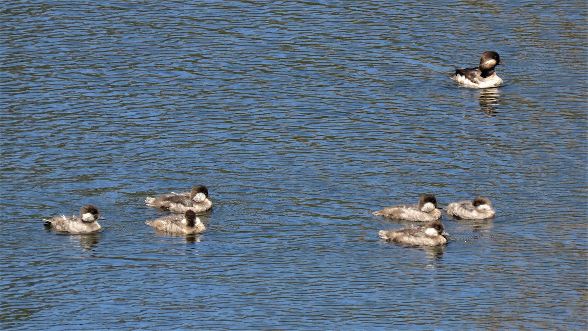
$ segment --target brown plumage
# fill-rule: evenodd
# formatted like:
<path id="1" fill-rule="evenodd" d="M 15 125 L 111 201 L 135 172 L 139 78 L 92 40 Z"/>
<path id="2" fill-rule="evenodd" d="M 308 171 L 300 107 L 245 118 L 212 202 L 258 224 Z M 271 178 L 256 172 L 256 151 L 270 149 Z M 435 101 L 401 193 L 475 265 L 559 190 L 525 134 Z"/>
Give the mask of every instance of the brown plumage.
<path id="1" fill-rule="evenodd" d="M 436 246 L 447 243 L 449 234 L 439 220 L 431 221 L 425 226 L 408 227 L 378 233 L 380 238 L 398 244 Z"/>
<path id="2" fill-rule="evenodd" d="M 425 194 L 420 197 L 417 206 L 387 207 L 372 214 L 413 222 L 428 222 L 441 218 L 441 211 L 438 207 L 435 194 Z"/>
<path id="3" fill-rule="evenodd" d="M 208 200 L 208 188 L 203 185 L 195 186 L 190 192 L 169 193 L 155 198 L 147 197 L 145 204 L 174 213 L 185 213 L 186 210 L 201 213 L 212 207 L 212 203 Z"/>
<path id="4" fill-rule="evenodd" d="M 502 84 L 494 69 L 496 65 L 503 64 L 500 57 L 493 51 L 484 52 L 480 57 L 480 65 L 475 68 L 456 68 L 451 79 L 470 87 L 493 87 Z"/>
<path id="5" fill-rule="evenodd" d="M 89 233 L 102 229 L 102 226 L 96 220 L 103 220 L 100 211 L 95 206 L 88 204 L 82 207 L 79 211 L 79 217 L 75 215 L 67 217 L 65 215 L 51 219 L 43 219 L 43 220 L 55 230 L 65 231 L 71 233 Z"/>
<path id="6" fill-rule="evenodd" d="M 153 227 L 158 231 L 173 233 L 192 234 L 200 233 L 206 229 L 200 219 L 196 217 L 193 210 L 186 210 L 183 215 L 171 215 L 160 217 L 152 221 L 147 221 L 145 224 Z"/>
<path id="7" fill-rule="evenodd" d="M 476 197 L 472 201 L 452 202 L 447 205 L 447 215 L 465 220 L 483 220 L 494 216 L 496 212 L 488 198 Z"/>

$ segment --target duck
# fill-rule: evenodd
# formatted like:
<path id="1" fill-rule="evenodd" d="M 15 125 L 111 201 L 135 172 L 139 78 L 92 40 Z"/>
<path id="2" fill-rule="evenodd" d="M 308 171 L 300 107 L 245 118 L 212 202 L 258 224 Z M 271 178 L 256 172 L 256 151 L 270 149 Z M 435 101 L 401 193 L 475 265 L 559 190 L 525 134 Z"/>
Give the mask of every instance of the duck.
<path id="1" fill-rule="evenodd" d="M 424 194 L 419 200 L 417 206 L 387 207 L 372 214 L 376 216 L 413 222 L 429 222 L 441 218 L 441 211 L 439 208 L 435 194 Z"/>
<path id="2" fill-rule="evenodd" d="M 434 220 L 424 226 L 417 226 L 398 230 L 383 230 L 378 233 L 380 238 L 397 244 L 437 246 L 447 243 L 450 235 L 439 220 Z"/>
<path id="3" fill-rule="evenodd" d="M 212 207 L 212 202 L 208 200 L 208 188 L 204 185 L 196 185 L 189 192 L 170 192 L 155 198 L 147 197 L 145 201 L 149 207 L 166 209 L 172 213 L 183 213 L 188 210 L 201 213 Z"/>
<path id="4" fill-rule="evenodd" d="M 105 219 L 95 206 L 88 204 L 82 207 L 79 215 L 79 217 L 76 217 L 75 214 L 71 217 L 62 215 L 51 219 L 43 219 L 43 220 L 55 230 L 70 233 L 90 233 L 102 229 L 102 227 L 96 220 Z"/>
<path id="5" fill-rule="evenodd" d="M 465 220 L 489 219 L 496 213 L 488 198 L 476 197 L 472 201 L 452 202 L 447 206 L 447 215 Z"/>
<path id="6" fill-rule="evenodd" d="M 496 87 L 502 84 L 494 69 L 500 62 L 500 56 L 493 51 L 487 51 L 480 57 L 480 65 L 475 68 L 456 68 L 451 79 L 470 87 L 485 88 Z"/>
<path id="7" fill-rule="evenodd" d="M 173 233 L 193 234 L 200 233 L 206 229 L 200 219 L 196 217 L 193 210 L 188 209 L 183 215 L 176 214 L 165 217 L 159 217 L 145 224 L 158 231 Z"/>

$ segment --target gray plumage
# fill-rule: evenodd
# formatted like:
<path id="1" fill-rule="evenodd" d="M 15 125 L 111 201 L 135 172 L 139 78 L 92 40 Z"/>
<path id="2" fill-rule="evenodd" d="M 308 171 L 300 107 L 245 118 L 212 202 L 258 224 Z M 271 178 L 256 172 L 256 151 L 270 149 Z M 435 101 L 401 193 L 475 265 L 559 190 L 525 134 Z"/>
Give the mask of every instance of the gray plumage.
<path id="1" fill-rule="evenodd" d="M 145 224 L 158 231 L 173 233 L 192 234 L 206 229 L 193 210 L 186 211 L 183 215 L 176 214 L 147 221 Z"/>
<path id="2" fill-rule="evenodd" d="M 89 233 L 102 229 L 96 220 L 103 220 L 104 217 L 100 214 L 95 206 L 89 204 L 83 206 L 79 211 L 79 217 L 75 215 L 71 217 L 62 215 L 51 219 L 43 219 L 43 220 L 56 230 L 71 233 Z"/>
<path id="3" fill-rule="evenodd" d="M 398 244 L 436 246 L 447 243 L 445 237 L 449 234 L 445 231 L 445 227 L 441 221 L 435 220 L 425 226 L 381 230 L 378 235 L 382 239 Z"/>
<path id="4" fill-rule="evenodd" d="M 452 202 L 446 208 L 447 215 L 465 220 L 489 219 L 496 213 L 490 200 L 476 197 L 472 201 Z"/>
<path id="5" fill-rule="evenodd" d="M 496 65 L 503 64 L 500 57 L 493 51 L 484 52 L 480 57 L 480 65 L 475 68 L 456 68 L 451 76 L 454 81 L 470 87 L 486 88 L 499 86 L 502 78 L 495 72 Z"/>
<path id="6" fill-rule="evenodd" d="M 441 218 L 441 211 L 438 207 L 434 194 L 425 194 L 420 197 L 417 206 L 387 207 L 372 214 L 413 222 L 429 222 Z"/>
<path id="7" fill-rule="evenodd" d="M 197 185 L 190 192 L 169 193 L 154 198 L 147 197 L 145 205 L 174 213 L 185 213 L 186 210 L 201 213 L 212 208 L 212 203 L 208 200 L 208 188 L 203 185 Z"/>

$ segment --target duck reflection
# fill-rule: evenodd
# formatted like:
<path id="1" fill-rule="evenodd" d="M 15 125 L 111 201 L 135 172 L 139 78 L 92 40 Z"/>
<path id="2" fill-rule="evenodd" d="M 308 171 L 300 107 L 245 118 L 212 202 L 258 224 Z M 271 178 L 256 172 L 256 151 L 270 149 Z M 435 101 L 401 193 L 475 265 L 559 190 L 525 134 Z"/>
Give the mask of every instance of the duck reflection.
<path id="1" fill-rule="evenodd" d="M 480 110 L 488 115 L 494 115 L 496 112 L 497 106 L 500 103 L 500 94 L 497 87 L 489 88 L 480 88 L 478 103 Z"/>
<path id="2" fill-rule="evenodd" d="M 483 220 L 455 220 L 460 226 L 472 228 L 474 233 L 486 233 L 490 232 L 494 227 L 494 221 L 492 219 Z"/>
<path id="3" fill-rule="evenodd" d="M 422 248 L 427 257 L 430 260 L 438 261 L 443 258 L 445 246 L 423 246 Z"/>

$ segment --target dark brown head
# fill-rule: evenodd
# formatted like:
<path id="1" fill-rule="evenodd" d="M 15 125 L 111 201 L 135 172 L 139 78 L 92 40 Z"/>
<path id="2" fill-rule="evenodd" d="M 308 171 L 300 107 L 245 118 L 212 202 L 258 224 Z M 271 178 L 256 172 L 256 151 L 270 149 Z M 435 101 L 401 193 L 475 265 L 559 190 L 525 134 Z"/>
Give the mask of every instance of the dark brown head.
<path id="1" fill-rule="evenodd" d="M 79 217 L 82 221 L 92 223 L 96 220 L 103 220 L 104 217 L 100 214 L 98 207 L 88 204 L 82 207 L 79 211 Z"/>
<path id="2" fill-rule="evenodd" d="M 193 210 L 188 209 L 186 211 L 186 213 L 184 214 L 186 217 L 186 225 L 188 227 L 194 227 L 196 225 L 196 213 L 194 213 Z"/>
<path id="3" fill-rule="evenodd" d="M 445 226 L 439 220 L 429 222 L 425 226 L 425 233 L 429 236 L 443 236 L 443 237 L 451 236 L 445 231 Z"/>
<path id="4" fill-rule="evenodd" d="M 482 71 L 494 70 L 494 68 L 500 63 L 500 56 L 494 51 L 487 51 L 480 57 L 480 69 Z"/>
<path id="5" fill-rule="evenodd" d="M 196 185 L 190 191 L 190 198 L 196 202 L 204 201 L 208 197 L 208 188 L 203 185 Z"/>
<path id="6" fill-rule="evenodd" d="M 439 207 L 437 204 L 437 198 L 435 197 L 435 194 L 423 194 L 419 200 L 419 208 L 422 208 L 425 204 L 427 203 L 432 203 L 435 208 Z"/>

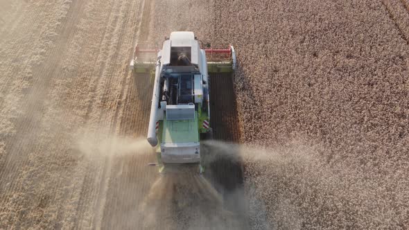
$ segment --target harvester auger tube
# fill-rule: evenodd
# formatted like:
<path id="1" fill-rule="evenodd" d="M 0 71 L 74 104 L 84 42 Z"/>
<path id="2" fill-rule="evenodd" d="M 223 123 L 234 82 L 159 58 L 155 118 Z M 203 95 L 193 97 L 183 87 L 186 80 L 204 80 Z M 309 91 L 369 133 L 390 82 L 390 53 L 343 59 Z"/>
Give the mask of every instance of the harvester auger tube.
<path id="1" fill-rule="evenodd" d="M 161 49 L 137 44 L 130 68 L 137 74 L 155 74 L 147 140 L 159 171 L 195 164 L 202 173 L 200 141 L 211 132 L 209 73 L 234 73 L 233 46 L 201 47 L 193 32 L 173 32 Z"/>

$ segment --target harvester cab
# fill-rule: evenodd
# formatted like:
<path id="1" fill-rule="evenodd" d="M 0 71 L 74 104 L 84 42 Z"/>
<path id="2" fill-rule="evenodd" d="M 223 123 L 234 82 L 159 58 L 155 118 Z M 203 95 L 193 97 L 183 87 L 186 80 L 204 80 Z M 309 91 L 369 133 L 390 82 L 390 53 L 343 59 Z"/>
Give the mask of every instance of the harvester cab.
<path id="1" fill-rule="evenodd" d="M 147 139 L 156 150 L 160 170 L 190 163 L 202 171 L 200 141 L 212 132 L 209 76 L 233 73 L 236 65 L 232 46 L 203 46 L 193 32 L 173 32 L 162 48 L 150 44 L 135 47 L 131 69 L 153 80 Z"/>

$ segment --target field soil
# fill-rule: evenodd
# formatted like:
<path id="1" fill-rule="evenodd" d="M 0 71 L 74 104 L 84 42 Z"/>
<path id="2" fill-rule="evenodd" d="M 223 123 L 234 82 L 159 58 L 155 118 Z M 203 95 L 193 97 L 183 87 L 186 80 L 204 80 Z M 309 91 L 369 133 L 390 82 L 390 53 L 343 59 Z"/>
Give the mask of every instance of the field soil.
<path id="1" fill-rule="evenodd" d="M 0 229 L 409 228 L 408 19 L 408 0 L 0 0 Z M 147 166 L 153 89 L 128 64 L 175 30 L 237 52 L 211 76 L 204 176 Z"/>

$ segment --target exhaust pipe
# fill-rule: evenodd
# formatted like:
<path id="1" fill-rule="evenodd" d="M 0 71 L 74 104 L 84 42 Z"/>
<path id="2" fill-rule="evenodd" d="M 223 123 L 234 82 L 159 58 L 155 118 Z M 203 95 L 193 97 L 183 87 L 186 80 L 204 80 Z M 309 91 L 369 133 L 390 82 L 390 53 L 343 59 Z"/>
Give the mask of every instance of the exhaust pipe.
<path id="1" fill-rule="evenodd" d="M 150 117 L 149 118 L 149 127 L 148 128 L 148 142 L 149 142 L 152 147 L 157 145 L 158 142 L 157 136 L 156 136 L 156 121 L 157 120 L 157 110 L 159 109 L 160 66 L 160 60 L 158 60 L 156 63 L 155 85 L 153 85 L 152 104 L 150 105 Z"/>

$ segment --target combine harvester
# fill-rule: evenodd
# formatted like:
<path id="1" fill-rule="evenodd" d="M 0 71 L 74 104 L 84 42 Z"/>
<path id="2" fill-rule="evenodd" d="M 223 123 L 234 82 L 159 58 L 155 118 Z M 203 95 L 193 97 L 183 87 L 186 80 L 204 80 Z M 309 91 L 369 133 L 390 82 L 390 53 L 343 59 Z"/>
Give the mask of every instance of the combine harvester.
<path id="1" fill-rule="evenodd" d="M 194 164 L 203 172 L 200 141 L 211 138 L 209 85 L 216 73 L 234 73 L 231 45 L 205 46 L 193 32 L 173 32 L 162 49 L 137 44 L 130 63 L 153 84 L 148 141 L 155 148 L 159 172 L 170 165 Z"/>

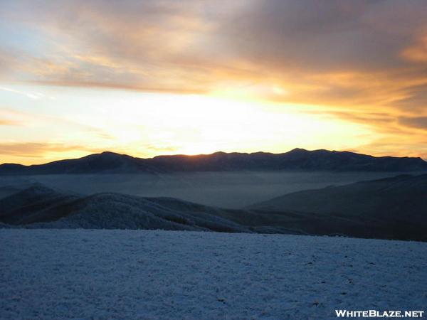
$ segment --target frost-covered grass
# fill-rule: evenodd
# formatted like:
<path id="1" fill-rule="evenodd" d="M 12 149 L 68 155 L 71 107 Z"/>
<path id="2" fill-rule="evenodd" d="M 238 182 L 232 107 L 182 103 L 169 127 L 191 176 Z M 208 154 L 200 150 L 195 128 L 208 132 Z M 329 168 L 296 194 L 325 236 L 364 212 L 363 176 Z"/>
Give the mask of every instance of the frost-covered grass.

**YOUR GOAL:** Put the items between the lines holding "--target duck reflection" and "439 207 L 437", inclusive, into a two-column CSV with the header input,output. Write one row per item, with its text and its answer each in a single quoted field and every line break turned into a space.

**FINAL RESULT:**
input,output
"$ segment --target duck reflection # fill-rule: evenodd # formatted like: <path id=""1"" fill-rule=""evenodd"" d=""M 15 125 L 111 201 L 135 172 L 139 78 L 92 40 Z""/> <path id=""2"" fill-rule=""evenodd"" d=""M 308 171 L 300 107 L 245 118 L 212 202 L 258 224 Z M 271 178 L 256 172 L 256 151 L 270 149 Z M 435 101 L 401 193 L 475 265 L 559 190 L 525 134 Z""/> Give the mask of every instance of the duck reflection.","<path id=""1"" fill-rule=""evenodd"" d=""M 480 110 L 488 115 L 494 115 L 496 112 L 497 106 L 500 103 L 500 94 L 497 87 L 489 88 L 480 88 L 478 103 Z""/> <path id=""2"" fill-rule=""evenodd"" d=""M 483 220 L 455 220 L 460 226 L 472 228 L 474 233 L 486 233 L 490 232 L 494 227 L 494 221 L 492 219 Z""/> <path id=""3"" fill-rule=""evenodd"" d=""M 422 248 L 427 257 L 430 260 L 438 261 L 443 258 L 445 246 L 423 246 Z""/>"
"$ segment --target dark brown head # fill-rule: evenodd # formatted like: <path id=""1"" fill-rule=""evenodd"" d=""M 15 125 L 111 201 L 135 172 L 139 78 L 92 40 Z""/> <path id=""2"" fill-rule=""evenodd"" d=""M 308 171 L 300 107 L 245 118 L 212 202 L 258 224 Z M 271 178 L 256 172 L 256 151 L 270 149 Z M 435 101 L 401 193 L 475 265 L 559 190 L 525 134 Z""/> Give the mask of every instance of the dark brown head.","<path id=""1"" fill-rule=""evenodd"" d=""M 79 217 L 82 221 L 92 223 L 96 220 L 103 220 L 104 217 L 100 214 L 98 207 L 88 204 L 82 207 L 79 211 Z""/> <path id=""2"" fill-rule=""evenodd"" d=""M 193 210 L 188 209 L 186 211 L 186 213 L 184 214 L 186 217 L 186 225 L 188 227 L 194 227 L 196 225 L 196 213 L 194 213 Z""/> <path id=""3"" fill-rule=""evenodd"" d=""M 445 226 L 439 220 L 429 222 L 425 226 L 425 233 L 429 236 L 443 236 L 443 237 L 451 236 L 445 231 Z""/> <path id=""4"" fill-rule=""evenodd"" d=""M 482 71 L 494 70 L 494 68 L 500 63 L 500 56 L 494 51 L 487 51 L 480 57 L 480 69 Z""/> <path id=""5"" fill-rule=""evenodd"" d=""M 196 185 L 190 191 L 190 198 L 196 202 L 204 201 L 208 197 L 208 188 L 203 185 Z""/> <path id=""6"" fill-rule=""evenodd"" d=""M 439 207 L 437 204 L 437 198 L 435 197 L 435 194 L 423 194 L 419 200 L 419 208 L 422 208 L 425 204 L 427 203 L 432 203 L 435 208 Z""/>"